** Исходный фрагмент **
#####

В постсоветской России вопрос о создании обособленной теории международных отношений (ТМО) по большому счёту не ставился, в отличие, например, от Китая. Одновременно прикладная внешнеполитическая аналитика в нашей стране – одна из самых сильных в мире. Конечно, создание некой собственной обособленной теории – путь тупиковый в силу интернациональной природы науки о международных отношениях, как, впрочем, и любой другой современной области знания. Однако для страны, которая претендует на ведущую роль в модернизации и тем более в формировании новой международной повестки дня, обновлённой системы глобального управления, необходимо быть ключевым актором в развитии ТМО. Теория международных отношений не только объясняет прошлое и настоящее, изучает мир, “какой он есть”, но и работает на упреж-дение, занимается прогнозированием, формулирует новые концепты и понятия, обосновывая и корректируя внешнюю политику конкретного государства, отчасти задавая само течение событий в будущем [7]. На сегодня, как представляется, наиболее весомый вклад в ТМО, помимо геополитических и цивилизационных сюжетов, российские учёные внесли, развивая концепцию многополярности/полицентризма, в том числе через призму региональных исследований [810]. Большие наработки в осмыслении эволюции системы международных отношений прослеживаются в официальных документах, прежде всего в концепциях внешней политики России [11].

Занимать сильные позиции в развитии теории международных отношений важно не только для значимости собственной науки как самоцели, но и для выполнения прикладных задач, включая фундаментальность национального образования, формирование экспертного и общественного мнения в стране и за рубежом, нарративов и терминов, рождённых в отечественном котле научной мысли. В противном случае трудно уйти от подражательства и “игры по чужим правилам”. Самый объективный американский, французский и иной другой учёный-международник всегда будет тяготеть к тому, чтобы смотреть на мир сквозь призму культурной и исторической матрицы своей страны. Наука интернациональна по своей природе, но не менее ценны её разнообразие, соревновательность и многоголосие, которые создаются различными школами мысли, опирающимися, в свою очередь, на тот или иной национальный опыт.

#####

** Листинг упражнения **
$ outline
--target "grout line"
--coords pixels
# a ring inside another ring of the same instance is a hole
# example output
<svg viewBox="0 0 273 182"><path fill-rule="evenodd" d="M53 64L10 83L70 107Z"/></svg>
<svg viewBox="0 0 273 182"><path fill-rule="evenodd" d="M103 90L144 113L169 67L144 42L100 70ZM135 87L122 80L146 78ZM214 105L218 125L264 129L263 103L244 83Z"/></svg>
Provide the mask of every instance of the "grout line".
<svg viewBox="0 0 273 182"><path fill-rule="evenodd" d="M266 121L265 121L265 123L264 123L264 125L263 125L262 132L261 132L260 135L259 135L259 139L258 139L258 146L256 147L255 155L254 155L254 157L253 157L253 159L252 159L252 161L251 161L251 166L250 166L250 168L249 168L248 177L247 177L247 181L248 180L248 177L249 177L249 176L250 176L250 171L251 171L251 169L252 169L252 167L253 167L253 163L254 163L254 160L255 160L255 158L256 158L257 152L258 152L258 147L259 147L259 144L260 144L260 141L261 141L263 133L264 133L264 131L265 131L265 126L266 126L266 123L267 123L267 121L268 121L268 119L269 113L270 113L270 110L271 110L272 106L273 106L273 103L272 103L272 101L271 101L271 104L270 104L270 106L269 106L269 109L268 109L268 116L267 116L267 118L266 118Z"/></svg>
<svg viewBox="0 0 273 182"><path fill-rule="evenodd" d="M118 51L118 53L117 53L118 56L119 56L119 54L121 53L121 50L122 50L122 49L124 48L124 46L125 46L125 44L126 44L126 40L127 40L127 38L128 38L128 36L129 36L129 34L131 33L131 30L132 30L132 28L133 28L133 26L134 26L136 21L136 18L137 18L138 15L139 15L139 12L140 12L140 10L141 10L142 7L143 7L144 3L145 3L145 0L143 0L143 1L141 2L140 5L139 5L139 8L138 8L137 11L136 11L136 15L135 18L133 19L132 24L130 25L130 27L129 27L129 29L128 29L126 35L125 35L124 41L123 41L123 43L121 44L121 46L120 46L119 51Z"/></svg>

#####

** Задание 1 **
Преобразуйте весь листинг в CSV из двух столбцов, «запрос» и «ответ», по одной строке на каждый запрос. Текст запроса и ответ на него поместите каждый в отдельное поле в кавычках, заменив переносы строк пробелами.
** Задание 2 **
Продолжите фрагмент о теории международных отношений в России, начав сразу после его последнего предложения.
Фрагмент и листинг взяты из разных источников.

** Ответ 1 **
запрос,ответ
"$ outline --target ""grout line"" --coords pixels # a ring inside another ring of the same instance is a hole # example output <svg viewBox=""0 0 273 182""><path fill-rule=""evenodd"" d=""M53 64L10 83L70 107Z""/></svg> <svg viewBox=""0 0 273 182""><path fill-rule=""evenodd"" d=""M103 90L144 113L169 67L144 42L100 70ZM135 87L122 80L146 78ZM214 105L218 125L264 129L263 103L244 83Z""/></svg> Provide the mask of every instance of the ""grout line"".","<svg viewBox=""0 0 273 182""><path fill-rule=""evenodd"" d=""M266 121L265 121L265 123L264 123L264 125L263 125L262 132L261 132L260 135L259 135L259 139L258 139L258 146L256 147L255 155L254 155L254 157L253 157L253 159L252 159L252 161L251 161L251 166L250 166L250 168L249 168L248 177L247 177L247 181L248 180L248 177L249 177L249 176L250 176L250 171L251 171L251 169L252 169L252 167L253 167L253 163L254 163L254 160L255 160L255 158L256 158L257 152L258 152L258 147L259 147L259 144L260 144L260 141L261 141L263 133L264 133L264 131L265 131L265 126L266 126L266 123L267 123L267 121L268 121L268 119L269 113L270 113L270 110L271 110L272 106L273 106L273 103L272 103L272 101L271 101L271 104L270 104L270 106L269 106L269 109L268 109L268 116L267 116L267 118L266 118Z""/></svg> <svg viewBox=""0 0 273 182""><path fill-rule=""evenodd"" d=""M118 51L118 53L117 53L118 56L119 56L119 54L121 53L121 50L122 50L122 49L124 48L124 46L125 46L125 44L126 44L126 40L127 40L127 38L128 38L128 36L129 36L129 34L131 33L131 30L132 30L132 28L133 28L133 26L134 26L136 21L136 18L137 18L138 15L139 15L139 12L140 12L140 10L141 10L142 7L143 7L144 3L145 3L145 0L143 0L143 1L141 2L140 5L139 5L139 8L138 8L137 11L136 11L136 15L135 18L133 19L132 24L130 25L130 27L129 27L129 29L128 29L126 35L125 35L124 41L123 41L123 43L121 44L121 46L120 46L119 51Z""/></svg>"

** Ответ 2 **
Международные исследования как отрасль знания возникли в западной науке, но это не значит, что у отечественных учёных здесь нет конкурентных преимуществ. Во-первых, сама структура мировой политики уже давно не предопределяет монополизм западной мысли. Скажем, такой ключевой элемент мировой политики, как Организация Объединённых Наций, созданная в 1945 г., и в целом Ялтинско-Потсдамская система международных отношений, были совместными проектами Запада и Востока. Неудивительно, что современный нарратив “либерального мирового порядка” направлен на то, чтобы ретроспективно обнулить роль России в создании ряда универсальных механизмов глобального управления, не находящихся под чьим-либо контролем. Во-вторых, в России до сих пор сохранились академическая наука и крупные исследовательские центры в ряде университетов. Они обеспечивают фундаментальный, комплексный, междисциплинарный, долговременный подход к исследованию международных отношений и мировой политики, которым обладают лишь считанные зарубежные центры. В-третьих, переходный характер международных отношений, их уход от западноцентричности дают возможность отстраниться и от западноцентричности в международных исследованиях, начать с чистого листа. Вероятно, перспективнее всего это делать на стыке политической философии, политической теории и теории международных отношений, что уже предложено рядом российских учёных и используется в написании крупных трудов [7, 12, 13].

БАЛАНС СИЛ В МИРЕ И ЛИБЕРАЛЬНАЯ ИДЕЯ

Тема изменения конфигураций мировых и региональных игроков, правил, регулирующих их взаимоотношения, имеет давнюю историю, которая намного старше XX в. Она находила своё воплощение в разные исторические эпохи в трудах Фукидида и Н. Макиавелли, Р. Челлена и Х. Маккиндера, К.Н. Леонтьева и Н.С. Трубецкого, П. Галлуа и Г. Киссинджера. Бóльшую часть Нового и Новейшего времени под изменением баланса сил понималось прежде всего их распределение и перераспределение на Европейском континенте (между европейскими империями), а по мере усиления США и окончательно после ухода в прошлое биполярного мира – внутри коллективного Запада. В XIX в. ещё существовали крупные неевропейские центры силы, в первую очередь Китай и Османская империя. Однако Китай в результате Опиумных войн был низведён в мировой табели о рангах даже не на вторые, а на третьи роли, а Турция фактически стала элементом системы международных отношений, во главе которой стояли европейцы. Первую брешь в этом заведённом порядке вещей пробила Первая мировая война, под впечатлением которой была написана хрестоматийная работа О. Шпенглера “Закат Европы”. Вторая мировая война и её последствия, с одной стороны, ещё больше понизили статус европоцентризма в мировой политике, а с другой – его частично реабилитировали, проложив дорогу к созданию европейских сообществ и крупнейшего на сегодняшний день регионального интеграционного проекта.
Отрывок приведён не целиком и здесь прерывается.